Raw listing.
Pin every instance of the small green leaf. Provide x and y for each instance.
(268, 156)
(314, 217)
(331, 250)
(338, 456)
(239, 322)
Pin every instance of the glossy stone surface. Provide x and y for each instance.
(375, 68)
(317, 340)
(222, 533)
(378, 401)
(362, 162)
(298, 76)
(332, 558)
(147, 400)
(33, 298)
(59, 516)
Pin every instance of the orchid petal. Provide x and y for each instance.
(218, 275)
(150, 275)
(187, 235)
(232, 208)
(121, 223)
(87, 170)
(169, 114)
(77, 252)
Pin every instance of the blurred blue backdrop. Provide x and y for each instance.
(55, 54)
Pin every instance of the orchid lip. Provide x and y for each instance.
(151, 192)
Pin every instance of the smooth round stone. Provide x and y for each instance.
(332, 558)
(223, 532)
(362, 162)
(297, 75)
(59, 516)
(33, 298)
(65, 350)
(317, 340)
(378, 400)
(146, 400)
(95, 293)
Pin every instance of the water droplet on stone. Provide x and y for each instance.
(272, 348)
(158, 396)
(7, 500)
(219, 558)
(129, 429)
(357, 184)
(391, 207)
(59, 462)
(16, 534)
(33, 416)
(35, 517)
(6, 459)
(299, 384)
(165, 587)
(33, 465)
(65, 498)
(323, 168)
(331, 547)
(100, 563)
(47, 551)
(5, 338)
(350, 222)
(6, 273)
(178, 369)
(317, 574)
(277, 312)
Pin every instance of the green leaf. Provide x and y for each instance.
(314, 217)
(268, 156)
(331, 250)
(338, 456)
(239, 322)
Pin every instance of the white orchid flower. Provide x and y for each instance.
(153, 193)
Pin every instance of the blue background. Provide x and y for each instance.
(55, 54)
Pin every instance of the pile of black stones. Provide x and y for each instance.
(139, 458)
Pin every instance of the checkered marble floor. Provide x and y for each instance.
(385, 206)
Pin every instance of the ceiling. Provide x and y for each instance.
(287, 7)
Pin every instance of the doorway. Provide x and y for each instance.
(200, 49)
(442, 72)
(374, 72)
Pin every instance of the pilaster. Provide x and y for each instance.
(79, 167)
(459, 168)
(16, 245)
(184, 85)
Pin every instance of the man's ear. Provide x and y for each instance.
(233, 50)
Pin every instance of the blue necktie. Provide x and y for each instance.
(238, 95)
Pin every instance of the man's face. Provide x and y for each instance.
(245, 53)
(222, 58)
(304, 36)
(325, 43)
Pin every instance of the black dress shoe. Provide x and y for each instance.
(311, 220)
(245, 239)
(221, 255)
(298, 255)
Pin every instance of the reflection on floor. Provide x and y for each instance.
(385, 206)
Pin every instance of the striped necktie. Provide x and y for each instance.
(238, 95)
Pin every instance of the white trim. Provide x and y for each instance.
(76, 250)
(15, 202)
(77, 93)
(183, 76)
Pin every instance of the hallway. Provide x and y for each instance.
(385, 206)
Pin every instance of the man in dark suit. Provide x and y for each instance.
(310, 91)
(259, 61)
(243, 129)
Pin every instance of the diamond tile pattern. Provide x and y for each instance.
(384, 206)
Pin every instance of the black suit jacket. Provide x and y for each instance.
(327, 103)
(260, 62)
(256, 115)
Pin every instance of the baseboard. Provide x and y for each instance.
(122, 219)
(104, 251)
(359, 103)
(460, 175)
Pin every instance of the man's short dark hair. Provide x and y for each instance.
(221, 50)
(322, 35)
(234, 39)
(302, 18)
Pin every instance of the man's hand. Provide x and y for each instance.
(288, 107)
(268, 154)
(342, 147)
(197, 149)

INSTRUCTIONS TO FOLLOW. Lay out the listing above as a numbered list, omitting any blank lines.

TASK SOLUTION.
1. Pin every instance of the small green leaf. Provide x and y for each instance.
2. (268, 156)
3. (314, 217)
4. (331, 250)
5. (338, 456)
6. (239, 322)
7. Pin every instance of the glossy stone surface. Provide x and y for each instance.
8. (375, 68)
9. (317, 340)
10. (222, 533)
11. (378, 401)
12. (362, 162)
13. (298, 76)
14. (332, 558)
15. (147, 400)
16. (33, 298)
17. (59, 516)
18. Pin every instance of the orchid petal. Provide x and y for each instance.
19. (218, 275)
20. (150, 275)
21. (187, 235)
22. (232, 208)
23. (121, 223)
24. (87, 170)
25. (169, 114)
26. (77, 252)
27. Pin every instance of the blurred blue backdrop. Provide x and y for each instance.
28. (55, 54)
29. Pin every instance of the orchid lip. Provide x and y for each instance.
30. (151, 192)
31. Pin every instance of the smooth round stone. Provide x and y for each instance.
32. (332, 558)
33. (223, 532)
34. (362, 162)
35. (297, 75)
36. (59, 516)
37. (33, 298)
38. (65, 350)
39. (317, 340)
40. (378, 400)
41. (146, 400)
42. (95, 293)
43. Pin every instance of the water droplet on stone. Provide x and y for each instance.
44. (272, 348)
45. (158, 396)
46. (7, 500)
47. (219, 558)
48. (129, 429)
49. (357, 184)
50. (391, 207)
51. (59, 462)
52. (16, 534)
53. (33, 416)
54. (35, 517)
55. (6, 459)
56. (299, 384)
57. (165, 587)
58. (33, 465)
59. (65, 498)
60. (323, 168)
61. (331, 547)
62. (100, 563)
63. (47, 551)
64. (5, 338)
65. (350, 222)
66. (6, 273)
67. (178, 369)
68. (317, 574)
69. (277, 312)
70. Pin every instance of the green leaf. Provide x and y for each instance.
71. (314, 217)
72. (268, 156)
73. (331, 250)
74. (338, 456)
75. (239, 322)
76. Pin every instance of the white orchid flower. Provide x and y for each instance.
77. (153, 193)
78. Pin every instance of the blue background. Provide x and y for each instance.
79. (55, 54)
80. Pin every instance of the pile of black stones. Provide x and y for each instance.
81. (139, 458)
82. Pin every instance of the checkered marble floor. Provide x and y for each instance.
83. (385, 206)
84. Pin every instance of the ceiling. Provide x and y for each instance.
85. (287, 7)
86. Pin every instance of the doorway. Provide x and y for each instance.
87. (200, 49)
88. (442, 72)
89. (374, 72)
90. Pin every instance of the pilaster. Provide x and y for each instance.
91. (79, 167)
92. (459, 168)
93. (16, 245)
94. (184, 85)
95. Pin every instance of the man's ear. Provide x and y for each instance.
96. (233, 50)
97. Pin every instance of the blue necktie. Provide x and y for each instance.
98. (238, 95)
99. Pin every instance of the man's face. Provide x and y for each instance.
100. (245, 53)
101. (222, 58)
102. (304, 36)
103. (325, 43)
104. Pin every instance of the black dress shoe. Provide x and y for each instance.
105. (311, 220)
106. (245, 239)
107. (221, 255)
108. (298, 255)
109. Pin every instance of the reflection on floor. Provide x and y for each instance.
110. (385, 206)
111. Pin every instance of the striped necktie. Provide x and y for each instance.
112. (238, 95)
113. Pin every instance of the white trim. Provide x and y for each instance.
114. (76, 250)
115. (15, 202)
116. (77, 93)
117. (183, 76)
118. Pin every instance of the hallway. Provide x and y for each instance.
119. (385, 206)
120. Pin every instance of the man in dark suit. Provide x and y for each instance.
121. (310, 91)
122. (259, 61)
123. (243, 129)
124. Pin every instance of the diamond tile pattern. Provide x and y for each instance.
125. (384, 206)
126. Pin every instance of the black suit jacket. Provide x and y for each instance.
127. (327, 103)
128. (260, 62)
129. (256, 115)
130. Pin every instance of the baseboard. Provide x and y for each instance.
131. (122, 219)
132. (104, 251)
133. (359, 103)
134. (460, 175)
135. Pin every instance of the man's short dark hair. Provide x and y for each instance.
136. (221, 50)
137. (322, 35)
138. (234, 39)
139. (302, 18)
140. Pin every instance of the man's hand. Provide x and y for each instance.
141. (288, 107)
142. (268, 154)
143. (342, 147)
144. (197, 149)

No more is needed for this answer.